◆ TASK OBJECTIVE
State how many rows below contain the word "coordinates". Give only the number.

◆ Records
>>>

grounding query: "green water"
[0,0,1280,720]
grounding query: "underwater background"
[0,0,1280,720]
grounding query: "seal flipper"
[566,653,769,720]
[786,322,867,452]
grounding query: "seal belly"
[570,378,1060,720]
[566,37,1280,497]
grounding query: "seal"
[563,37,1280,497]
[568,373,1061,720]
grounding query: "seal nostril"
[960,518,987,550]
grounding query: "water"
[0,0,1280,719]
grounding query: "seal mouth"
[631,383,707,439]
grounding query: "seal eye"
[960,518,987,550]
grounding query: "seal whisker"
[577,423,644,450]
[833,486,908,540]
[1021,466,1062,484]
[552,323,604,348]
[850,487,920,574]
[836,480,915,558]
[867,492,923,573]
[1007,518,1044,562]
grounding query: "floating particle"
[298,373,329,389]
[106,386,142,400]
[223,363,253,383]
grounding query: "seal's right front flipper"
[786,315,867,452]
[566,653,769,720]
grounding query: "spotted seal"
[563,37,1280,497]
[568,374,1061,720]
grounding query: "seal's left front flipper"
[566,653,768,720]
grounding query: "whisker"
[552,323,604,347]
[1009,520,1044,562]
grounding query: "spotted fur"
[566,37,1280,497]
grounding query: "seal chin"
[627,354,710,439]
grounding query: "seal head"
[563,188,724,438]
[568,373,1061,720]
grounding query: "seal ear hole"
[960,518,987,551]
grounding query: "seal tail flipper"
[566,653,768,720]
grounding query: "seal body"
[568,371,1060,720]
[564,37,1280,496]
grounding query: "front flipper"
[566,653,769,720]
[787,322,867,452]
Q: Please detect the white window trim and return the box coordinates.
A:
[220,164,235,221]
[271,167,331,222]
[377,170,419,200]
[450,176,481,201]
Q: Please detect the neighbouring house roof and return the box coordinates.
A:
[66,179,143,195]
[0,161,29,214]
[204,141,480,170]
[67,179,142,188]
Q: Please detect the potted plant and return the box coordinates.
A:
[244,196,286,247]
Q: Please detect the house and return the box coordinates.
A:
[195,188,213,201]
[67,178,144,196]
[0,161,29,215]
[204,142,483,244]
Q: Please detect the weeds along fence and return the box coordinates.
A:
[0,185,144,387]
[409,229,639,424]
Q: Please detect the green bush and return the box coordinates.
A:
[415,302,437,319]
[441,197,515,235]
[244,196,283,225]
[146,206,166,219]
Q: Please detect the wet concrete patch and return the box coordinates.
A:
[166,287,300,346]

<<<

◆ OUTPUT OF THE EXERCISE
7